Only the final stretch of lines is needed: output exactly the line containing "Prompt: crossed hands in front" and all lines following it in the listing below.
____
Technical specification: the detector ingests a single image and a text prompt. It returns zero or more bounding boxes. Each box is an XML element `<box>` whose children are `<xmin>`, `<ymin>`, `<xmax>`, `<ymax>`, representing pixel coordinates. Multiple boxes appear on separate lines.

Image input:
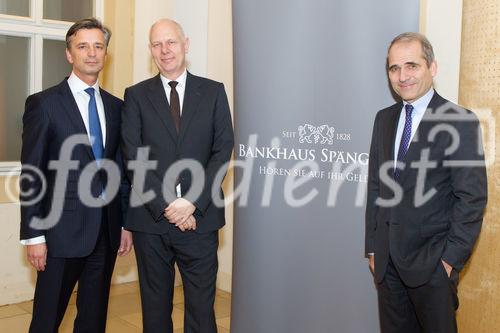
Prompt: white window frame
<box><xmin>0</xmin><ymin>0</ymin><xmax>103</xmax><ymax>173</ymax></box>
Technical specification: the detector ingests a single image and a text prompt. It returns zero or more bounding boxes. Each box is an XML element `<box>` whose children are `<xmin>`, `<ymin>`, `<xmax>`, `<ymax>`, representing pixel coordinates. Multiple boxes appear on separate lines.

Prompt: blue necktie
<box><xmin>394</xmin><ymin>104</ymin><xmax>413</xmax><ymax>179</ymax></box>
<box><xmin>84</xmin><ymin>87</ymin><xmax>104</xmax><ymax>161</ymax></box>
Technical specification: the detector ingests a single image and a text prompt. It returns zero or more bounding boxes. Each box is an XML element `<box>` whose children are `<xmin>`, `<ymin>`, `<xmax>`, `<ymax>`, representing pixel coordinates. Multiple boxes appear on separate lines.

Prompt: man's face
<box><xmin>149</xmin><ymin>21</ymin><xmax>189</xmax><ymax>80</ymax></box>
<box><xmin>65</xmin><ymin>28</ymin><xmax>107</xmax><ymax>83</ymax></box>
<box><xmin>387</xmin><ymin>40</ymin><xmax>437</xmax><ymax>103</ymax></box>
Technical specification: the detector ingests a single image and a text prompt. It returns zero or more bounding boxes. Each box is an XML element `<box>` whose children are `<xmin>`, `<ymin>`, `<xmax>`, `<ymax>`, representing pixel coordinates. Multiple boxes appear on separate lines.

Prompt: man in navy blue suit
<box><xmin>365</xmin><ymin>32</ymin><xmax>487</xmax><ymax>333</ymax></box>
<box><xmin>20</xmin><ymin>18</ymin><xmax>132</xmax><ymax>333</ymax></box>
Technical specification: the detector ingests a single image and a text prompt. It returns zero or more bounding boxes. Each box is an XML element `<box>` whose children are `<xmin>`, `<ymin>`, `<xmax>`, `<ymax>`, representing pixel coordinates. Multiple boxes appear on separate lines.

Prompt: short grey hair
<box><xmin>387</xmin><ymin>32</ymin><xmax>435</xmax><ymax>67</ymax></box>
<box><xmin>66</xmin><ymin>18</ymin><xmax>111</xmax><ymax>49</ymax></box>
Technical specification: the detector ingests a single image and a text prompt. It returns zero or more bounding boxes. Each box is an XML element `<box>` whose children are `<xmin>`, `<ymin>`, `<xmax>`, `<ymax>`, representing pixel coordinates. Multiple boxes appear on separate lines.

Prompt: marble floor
<box><xmin>0</xmin><ymin>282</ymin><xmax>231</xmax><ymax>332</ymax></box>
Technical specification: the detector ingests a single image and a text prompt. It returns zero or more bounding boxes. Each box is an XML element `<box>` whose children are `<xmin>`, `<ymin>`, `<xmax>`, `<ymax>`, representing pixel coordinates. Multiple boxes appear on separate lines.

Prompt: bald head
<box><xmin>149</xmin><ymin>18</ymin><xmax>185</xmax><ymax>43</ymax></box>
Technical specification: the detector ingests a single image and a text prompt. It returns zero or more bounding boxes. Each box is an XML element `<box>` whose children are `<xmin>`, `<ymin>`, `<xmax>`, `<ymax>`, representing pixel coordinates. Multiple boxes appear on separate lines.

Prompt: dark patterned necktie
<box><xmin>394</xmin><ymin>104</ymin><xmax>413</xmax><ymax>179</ymax></box>
<box><xmin>168</xmin><ymin>81</ymin><xmax>181</xmax><ymax>133</ymax></box>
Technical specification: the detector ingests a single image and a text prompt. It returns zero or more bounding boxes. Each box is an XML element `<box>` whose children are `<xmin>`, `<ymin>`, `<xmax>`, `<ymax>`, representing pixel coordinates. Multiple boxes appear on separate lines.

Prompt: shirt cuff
<box><xmin>176</xmin><ymin>184</ymin><xmax>182</xmax><ymax>198</ymax></box>
<box><xmin>367</xmin><ymin>253</ymin><xmax>374</xmax><ymax>256</ymax></box>
<box><xmin>20</xmin><ymin>236</ymin><xmax>46</xmax><ymax>245</ymax></box>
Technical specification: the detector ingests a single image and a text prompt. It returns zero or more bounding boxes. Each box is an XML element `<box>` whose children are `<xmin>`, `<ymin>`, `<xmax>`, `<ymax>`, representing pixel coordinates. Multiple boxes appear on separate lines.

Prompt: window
<box><xmin>44</xmin><ymin>0</ymin><xmax>94</xmax><ymax>22</ymax></box>
<box><xmin>0</xmin><ymin>0</ymin><xmax>30</xmax><ymax>17</ymax></box>
<box><xmin>0</xmin><ymin>0</ymin><xmax>103</xmax><ymax>170</ymax></box>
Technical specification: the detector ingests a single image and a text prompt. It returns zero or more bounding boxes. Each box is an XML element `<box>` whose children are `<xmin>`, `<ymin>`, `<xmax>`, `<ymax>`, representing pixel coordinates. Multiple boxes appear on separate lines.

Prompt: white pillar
<box><xmin>420</xmin><ymin>0</ymin><xmax>463</xmax><ymax>103</ymax></box>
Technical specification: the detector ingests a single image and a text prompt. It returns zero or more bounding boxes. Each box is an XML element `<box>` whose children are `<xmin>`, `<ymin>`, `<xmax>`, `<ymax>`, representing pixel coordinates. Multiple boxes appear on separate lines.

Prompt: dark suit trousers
<box><xmin>377</xmin><ymin>257</ymin><xmax>459</xmax><ymax>333</ymax></box>
<box><xmin>134</xmin><ymin>228</ymin><xmax>219</xmax><ymax>333</ymax></box>
<box><xmin>29</xmin><ymin>216</ymin><xmax>117</xmax><ymax>333</ymax></box>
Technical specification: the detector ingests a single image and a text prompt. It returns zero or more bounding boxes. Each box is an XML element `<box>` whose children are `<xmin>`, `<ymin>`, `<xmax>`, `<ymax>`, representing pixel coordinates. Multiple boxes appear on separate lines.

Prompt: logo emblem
<box><xmin>298</xmin><ymin>124</ymin><xmax>335</xmax><ymax>145</ymax></box>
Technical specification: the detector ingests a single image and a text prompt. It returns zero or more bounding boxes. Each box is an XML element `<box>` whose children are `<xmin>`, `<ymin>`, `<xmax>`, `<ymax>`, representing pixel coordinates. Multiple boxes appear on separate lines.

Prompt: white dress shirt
<box><xmin>160</xmin><ymin>69</ymin><xmax>187</xmax><ymax>197</ymax></box>
<box><xmin>160</xmin><ymin>69</ymin><xmax>187</xmax><ymax>115</ymax></box>
<box><xmin>21</xmin><ymin>72</ymin><xmax>107</xmax><ymax>245</ymax></box>
<box><xmin>67</xmin><ymin>72</ymin><xmax>107</xmax><ymax>146</ymax></box>
<box><xmin>393</xmin><ymin>88</ymin><xmax>435</xmax><ymax>168</ymax></box>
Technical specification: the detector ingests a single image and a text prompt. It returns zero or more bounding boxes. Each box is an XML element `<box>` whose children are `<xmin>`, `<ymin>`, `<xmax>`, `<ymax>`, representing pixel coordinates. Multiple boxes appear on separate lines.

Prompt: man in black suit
<box><xmin>365</xmin><ymin>32</ymin><xmax>487</xmax><ymax>333</ymax></box>
<box><xmin>20</xmin><ymin>18</ymin><xmax>132</xmax><ymax>333</ymax></box>
<box><xmin>121</xmin><ymin>18</ymin><xmax>234</xmax><ymax>333</ymax></box>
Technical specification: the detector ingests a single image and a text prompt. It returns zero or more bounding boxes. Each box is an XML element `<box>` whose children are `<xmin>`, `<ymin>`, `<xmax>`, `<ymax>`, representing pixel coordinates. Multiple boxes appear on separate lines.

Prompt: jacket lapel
<box><xmin>178</xmin><ymin>72</ymin><xmax>203</xmax><ymax>144</ymax></box>
<box><xmin>147</xmin><ymin>74</ymin><xmax>178</xmax><ymax>142</ymax></box>
<box><xmin>100</xmin><ymin>89</ymin><xmax>114</xmax><ymax>159</ymax></box>
<box><xmin>384</xmin><ymin>102</ymin><xmax>402</xmax><ymax>165</ymax></box>
<box><xmin>57</xmin><ymin>79</ymin><xmax>95</xmax><ymax>161</ymax></box>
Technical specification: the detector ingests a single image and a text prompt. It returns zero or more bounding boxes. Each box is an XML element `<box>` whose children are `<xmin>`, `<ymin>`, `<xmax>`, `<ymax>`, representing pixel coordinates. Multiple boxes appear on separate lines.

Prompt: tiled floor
<box><xmin>0</xmin><ymin>282</ymin><xmax>231</xmax><ymax>332</ymax></box>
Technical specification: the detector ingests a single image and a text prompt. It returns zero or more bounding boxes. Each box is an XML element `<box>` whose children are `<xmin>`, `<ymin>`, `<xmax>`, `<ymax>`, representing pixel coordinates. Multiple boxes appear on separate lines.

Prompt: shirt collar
<box><xmin>402</xmin><ymin>87</ymin><xmax>434</xmax><ymax>115</ymax></box>
<box><xmin>160</xmin><ymin>69</ymin><xmax>187</xmax><ymax>89</ymax></box>
<box><xmin>67</xmin><ymin>72</ymin><xmax>100</xmax><ymax>95</ymax></box>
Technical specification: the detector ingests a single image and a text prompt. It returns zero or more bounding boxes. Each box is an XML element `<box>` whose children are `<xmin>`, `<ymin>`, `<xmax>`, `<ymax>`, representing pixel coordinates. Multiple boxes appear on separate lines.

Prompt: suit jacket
<box><xmin>121</xmin><ymin>72</ymin><xmax>234</xmax><ymax>234</ymax></box>
<box><xmin>365</xmin><ymin>91</ymin><xmax>487</xmax><ymax>287</ymax></box>
<box><xmin>20</xmin><ymin>78</ymin><xmax>128</xmax><ymax>258</ymax></box>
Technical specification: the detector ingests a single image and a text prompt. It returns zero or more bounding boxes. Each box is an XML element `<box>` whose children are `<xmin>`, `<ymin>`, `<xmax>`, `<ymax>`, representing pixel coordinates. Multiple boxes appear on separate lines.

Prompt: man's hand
<box><xmin>441</xmin><ymin>259</ymin><xmax>453</xmax><ymax>278</ymax></box>
<box><xmin>118</xmin><ymin>229</ymin><xmax>133</xmax><ymax>256</ymax></box>
<box><xmin>164</xmin><ymin>198</ymin><xmax>196</xmax><ymax>226</ymax></box>
<box><xmin>177</xmin><ymin>215</ymin><xmax>197</xmax><ymax>232</ymax></box>
<box><xmin>27</xmin><ymin>243</ymin><xmax>47</xmax><ymax>271</ymax></box>
<box><xmin>369</xmin><ymin>255</ymin><xmax>375</xmax><ymax>274</ymax></box>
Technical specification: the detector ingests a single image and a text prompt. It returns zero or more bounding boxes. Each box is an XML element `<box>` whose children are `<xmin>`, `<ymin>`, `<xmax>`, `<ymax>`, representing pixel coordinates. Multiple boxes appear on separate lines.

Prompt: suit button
<box><xmin>386</xmin><ymin>221</ymin><xmax>390</xmax><ymax>226</ymax></box>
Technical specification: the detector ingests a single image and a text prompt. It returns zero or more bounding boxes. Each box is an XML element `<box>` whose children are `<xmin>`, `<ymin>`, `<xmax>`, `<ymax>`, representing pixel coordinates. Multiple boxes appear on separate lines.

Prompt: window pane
<box><xmin>0</xmin><ymin>35</ymin><xmax>30</xmax><ymax>162</ymax></box>
<box><xmin>0</xmin><ymin>0</ymin><xmax>30</xmax><ymax>17</ymax></box>
<box><xmin>43</xmin><ymin>39</ymin><xmax>72</xmax><ymax>89</ymax></box>
<box><xmin>43</xmin><ymin>0</ymin><xmax>93</xmax><ymax>22</ymax></box>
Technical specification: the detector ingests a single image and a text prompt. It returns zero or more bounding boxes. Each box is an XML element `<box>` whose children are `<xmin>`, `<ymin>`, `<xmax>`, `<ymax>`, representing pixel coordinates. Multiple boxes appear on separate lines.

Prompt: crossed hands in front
<box><xmin>164</xmin><ymin>198</ymin><xmax>197</xmax><ymax>232</ymax></box>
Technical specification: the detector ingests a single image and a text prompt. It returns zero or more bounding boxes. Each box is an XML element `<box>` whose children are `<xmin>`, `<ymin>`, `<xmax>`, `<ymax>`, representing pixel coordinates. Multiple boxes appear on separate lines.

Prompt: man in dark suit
<box><xmin>20</xmin><ymin>18</ymin><xmax>132</xmax><ymax>333</ymax></box>
<box><xmin>121</xmin><ymin>18</ymin><xmax>234</xmax><ymax>333</ymax></box>
<box><xmin>365</xmin><ymin>32</ymin><xmax>487</xmax><ymax>333</ymax></box>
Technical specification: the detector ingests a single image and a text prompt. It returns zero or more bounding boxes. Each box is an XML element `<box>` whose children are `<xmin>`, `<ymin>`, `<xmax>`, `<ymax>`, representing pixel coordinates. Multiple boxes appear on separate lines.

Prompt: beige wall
<box><xmin>456</xmin><ymin>0</ymin><xmax>500</xmax><ymax>332</ymax></box>
<box><xmin>132</xmin><ymin>0</ymin><xmax>172</xmax><ymax>82</ymax></box>
<box><xmin>0</xmin><ymin>201</ymin><xmax>35</xmax><ymax>304</ymax></box>
<box><xmin>102</xmin><ymin>0</ymin><xmax>135</xmax><ymax>99</ymax></box>
<box><xmin>101</xmin><ymin>0</ymin><xmax>139</xmax><ymax>285</ymax></box>
<box><xmin>207</xmin><ymin>0</ymin><xmax>234</xmax><ymax>292</ymax></box>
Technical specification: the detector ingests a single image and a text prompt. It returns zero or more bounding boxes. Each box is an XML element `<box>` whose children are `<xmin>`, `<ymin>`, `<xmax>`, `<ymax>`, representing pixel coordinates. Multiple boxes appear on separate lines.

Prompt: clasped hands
____
### RESPONSE:
Prompt: crossed hands in front
<box><xmin>164</xmin><ymin>198</ymin><xmax>197</xmax><ymax>232</ymax></box>
Technical specification: the detector ingests a single image and a text prompt. It returns zero or more bounding boxes. Each box is an XML element `<box>` whose children are `<xmin>`, `<ymin>`, `<xmax>`, `<ymax>`, representing pixel coordinates. Multiple boxes appear on separate lines.

Prompt: man in dark suit
<box><xmin>20</xmin><ymin>18</ymin><xmax>132</xmax><ymax>333</ymax></box>
<box><xmin>121</xmin><ymin>18</ymin><xmax>234</xmax><ymax>333</ymax></box>
<box><xmin>365</xmin><ymin>32</ymin><xmax>487</xmax><ymax>333</ymax></box>
Technical specification: the detector ingests a single image and a text prompt. It returns zero or more bounding boxes. Each box is an XML element `<box>` whose children are `<xmin>`, `<ymin>`, `<xmax>`, `<ymax>`, representing pixel coordinates. Multiple boxes appear on separate lines.

Prompt: beige wall
<box><xmin>456</xmin><ymin>0</ymin><xmax>500</xmax><ymax>332</ymax></box>
<box><xmin>132</xmin><ymin>0</ymin><xmax>172</xmax><ymax>82</ymax></box>
<box><xmin>0</xmin><ymin>201</ymin><xmax>35</xmax><ymax>304</ymax></box>
<box><xmin>102</xmin><ymin>0</ymin><xmax>135</xmax><ymax>99</ymax></box>
<box><xmin>101</xmin><ymin>0</ymin><xmax>139</xmax><ymax>285</ymax></box>
<box><xmin>207</xmin><ymin>0</ymin><xmax>234</xmax><ymax>292</ymax></box>
Technical specification: the detector ingests a single image and a text prompt. It returns zero or more bounding boxes. Each box is an XML element `<box>` whose children are `<xmin>`, `<ymin>`, `<xmax>`, `<ymax>`, representing pixel coordinates. Multiple boxes appear on separate lines.

Prompt: clasped hands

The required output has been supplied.